## Task brief
Could you please find each line in the records that contains the word "dining" and copy it?

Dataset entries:
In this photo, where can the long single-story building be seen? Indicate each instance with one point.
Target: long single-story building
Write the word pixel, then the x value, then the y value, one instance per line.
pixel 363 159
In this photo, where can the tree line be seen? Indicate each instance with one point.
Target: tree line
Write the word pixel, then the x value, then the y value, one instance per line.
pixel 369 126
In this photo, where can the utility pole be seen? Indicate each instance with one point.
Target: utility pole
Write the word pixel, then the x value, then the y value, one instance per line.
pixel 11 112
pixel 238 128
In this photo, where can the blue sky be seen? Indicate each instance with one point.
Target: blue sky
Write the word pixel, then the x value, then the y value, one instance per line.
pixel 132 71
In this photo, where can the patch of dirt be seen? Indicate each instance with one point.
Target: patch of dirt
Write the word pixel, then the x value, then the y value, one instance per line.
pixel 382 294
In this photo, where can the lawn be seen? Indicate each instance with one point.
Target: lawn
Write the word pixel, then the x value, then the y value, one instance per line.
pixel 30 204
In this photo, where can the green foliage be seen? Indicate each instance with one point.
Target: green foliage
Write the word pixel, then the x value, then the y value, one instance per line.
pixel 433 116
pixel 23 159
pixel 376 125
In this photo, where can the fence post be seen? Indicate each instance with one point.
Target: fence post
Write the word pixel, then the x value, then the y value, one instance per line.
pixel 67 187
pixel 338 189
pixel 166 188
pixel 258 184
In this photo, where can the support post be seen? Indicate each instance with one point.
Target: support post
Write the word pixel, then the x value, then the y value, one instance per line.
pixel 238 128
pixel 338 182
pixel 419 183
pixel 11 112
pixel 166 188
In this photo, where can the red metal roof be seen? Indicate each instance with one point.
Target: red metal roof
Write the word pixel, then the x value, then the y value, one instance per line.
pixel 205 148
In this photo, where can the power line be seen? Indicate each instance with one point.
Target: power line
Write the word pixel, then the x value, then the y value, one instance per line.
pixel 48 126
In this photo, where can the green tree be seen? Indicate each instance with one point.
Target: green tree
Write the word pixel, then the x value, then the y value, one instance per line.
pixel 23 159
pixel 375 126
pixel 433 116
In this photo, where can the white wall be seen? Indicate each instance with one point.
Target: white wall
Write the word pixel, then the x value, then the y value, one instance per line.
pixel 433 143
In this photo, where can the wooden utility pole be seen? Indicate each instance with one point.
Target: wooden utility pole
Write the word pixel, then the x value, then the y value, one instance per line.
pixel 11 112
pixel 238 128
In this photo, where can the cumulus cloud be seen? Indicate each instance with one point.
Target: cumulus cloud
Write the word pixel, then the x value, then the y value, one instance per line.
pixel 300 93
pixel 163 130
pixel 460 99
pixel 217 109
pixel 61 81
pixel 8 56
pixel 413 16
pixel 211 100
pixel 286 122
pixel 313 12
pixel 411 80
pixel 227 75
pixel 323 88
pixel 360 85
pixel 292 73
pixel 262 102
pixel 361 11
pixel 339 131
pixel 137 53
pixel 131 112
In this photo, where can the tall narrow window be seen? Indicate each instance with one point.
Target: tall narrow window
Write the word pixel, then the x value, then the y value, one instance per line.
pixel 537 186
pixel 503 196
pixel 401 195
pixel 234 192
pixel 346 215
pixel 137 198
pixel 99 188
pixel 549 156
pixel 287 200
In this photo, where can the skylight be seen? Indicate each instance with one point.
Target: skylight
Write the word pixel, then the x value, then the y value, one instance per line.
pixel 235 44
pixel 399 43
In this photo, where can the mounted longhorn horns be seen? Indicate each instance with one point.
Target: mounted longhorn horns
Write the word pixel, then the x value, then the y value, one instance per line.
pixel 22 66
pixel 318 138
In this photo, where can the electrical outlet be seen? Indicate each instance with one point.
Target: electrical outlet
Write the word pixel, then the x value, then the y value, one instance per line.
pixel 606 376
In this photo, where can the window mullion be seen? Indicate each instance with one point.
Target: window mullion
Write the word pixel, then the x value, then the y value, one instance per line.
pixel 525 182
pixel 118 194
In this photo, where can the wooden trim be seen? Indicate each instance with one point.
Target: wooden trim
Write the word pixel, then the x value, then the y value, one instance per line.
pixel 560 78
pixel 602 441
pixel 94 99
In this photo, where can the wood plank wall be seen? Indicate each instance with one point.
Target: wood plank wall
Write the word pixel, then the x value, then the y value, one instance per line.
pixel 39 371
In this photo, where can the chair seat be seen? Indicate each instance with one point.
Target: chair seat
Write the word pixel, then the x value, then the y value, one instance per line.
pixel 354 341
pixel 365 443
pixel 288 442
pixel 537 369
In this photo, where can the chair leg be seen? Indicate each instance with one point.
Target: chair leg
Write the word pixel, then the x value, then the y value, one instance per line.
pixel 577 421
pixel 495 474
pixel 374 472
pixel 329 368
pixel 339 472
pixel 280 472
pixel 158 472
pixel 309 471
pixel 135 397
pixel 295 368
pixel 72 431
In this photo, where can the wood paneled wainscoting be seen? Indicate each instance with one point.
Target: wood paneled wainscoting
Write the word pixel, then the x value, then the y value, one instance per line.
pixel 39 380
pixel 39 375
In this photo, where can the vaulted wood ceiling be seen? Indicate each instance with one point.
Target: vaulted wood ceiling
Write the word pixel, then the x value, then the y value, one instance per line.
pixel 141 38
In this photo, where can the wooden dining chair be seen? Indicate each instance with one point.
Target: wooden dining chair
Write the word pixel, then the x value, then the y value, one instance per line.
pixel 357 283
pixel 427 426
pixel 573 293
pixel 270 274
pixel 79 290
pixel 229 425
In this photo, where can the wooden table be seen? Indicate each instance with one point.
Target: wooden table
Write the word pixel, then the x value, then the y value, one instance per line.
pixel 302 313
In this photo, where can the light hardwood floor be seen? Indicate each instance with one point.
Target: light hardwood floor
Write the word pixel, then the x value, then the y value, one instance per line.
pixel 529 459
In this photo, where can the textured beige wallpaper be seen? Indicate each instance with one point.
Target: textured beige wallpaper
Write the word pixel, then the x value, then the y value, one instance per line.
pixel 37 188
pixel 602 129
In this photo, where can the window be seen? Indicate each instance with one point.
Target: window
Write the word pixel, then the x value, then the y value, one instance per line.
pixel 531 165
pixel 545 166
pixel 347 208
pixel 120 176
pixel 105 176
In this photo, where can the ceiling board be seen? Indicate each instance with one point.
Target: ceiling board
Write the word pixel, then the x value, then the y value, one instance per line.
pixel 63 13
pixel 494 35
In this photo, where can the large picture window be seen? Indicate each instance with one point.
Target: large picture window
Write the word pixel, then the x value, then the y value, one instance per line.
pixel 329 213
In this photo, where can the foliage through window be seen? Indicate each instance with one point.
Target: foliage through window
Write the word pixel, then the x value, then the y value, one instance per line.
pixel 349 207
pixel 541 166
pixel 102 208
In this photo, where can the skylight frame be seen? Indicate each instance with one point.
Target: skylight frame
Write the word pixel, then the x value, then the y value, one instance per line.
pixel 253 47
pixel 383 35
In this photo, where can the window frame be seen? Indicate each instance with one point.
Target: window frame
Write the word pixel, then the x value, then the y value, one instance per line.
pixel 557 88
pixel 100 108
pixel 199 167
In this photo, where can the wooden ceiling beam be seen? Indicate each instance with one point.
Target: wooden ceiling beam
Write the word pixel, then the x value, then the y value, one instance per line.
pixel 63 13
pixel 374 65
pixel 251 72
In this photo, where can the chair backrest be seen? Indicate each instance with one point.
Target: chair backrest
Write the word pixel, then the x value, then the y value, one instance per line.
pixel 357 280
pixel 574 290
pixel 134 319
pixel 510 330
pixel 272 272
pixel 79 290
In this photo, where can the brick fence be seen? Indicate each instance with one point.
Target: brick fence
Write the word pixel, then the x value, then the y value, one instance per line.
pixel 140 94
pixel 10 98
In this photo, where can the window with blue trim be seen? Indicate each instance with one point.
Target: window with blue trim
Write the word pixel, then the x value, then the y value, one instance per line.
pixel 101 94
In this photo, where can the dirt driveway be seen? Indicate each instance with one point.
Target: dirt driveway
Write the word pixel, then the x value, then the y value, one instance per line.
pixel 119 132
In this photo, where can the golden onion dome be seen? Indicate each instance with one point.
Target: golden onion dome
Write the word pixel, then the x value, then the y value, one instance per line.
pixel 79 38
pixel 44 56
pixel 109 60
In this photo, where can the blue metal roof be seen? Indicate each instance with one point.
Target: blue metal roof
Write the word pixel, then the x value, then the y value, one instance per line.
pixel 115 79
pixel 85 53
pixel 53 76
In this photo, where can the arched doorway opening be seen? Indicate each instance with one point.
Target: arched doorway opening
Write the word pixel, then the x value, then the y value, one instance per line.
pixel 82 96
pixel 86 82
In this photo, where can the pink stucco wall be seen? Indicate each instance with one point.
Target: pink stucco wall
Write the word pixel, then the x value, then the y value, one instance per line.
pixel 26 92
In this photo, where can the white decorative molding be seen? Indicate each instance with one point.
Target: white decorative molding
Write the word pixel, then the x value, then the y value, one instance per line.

## Exercise result
In this photo, where can the wooden dining chair be seen? Indicate each instance with one point.
Target: wooden dining chair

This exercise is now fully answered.